===== Information provided

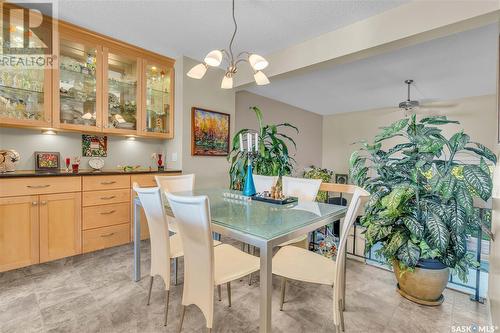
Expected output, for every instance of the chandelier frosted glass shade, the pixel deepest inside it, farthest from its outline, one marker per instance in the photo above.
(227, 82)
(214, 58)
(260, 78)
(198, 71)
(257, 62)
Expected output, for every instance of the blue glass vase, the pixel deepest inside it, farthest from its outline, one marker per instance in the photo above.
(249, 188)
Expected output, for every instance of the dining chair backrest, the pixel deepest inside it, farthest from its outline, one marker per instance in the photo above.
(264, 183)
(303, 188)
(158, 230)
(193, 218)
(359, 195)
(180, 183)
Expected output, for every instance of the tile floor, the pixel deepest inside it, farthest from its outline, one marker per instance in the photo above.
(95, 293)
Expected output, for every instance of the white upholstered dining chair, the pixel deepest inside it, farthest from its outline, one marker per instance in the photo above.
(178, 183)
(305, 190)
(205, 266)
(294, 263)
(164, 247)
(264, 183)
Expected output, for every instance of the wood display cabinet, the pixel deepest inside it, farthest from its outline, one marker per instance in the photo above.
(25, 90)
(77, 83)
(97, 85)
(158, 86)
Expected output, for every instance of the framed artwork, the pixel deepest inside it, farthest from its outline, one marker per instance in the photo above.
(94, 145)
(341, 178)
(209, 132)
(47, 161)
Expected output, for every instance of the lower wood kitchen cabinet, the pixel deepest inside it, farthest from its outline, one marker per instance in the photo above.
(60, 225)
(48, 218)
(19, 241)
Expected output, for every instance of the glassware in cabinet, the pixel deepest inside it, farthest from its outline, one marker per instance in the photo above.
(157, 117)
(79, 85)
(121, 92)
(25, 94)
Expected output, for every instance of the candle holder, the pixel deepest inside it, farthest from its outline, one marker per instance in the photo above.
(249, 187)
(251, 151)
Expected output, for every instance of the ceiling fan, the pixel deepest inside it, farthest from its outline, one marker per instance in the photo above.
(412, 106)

==========
===== Information provided

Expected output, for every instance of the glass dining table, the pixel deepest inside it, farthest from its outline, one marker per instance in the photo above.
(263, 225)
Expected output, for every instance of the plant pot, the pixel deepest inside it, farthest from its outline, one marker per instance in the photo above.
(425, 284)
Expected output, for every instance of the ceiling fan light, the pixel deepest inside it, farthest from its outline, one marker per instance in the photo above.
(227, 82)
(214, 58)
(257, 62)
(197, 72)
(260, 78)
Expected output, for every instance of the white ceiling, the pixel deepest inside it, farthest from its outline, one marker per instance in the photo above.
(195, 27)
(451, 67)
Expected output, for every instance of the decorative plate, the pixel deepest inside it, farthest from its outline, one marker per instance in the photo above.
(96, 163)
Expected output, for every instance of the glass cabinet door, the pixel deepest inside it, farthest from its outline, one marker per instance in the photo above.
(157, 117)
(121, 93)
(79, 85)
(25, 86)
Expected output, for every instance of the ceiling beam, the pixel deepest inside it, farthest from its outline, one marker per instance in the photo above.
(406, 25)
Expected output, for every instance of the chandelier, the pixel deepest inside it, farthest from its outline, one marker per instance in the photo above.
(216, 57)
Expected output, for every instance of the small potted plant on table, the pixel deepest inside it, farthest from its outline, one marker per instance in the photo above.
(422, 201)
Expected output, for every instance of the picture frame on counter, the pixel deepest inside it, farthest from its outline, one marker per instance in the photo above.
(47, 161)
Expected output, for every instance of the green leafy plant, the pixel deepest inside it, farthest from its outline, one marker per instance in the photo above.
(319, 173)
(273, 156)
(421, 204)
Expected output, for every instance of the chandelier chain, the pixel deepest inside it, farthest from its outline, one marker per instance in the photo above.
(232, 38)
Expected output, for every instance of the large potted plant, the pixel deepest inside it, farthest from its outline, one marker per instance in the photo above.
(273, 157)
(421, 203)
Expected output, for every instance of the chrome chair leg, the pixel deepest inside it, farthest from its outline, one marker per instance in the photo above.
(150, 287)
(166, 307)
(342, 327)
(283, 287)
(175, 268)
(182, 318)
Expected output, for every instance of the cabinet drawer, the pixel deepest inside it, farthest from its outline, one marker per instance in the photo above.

==========

How many lines in the rows above contain the word "chandelier"? Reply with the number alone.

3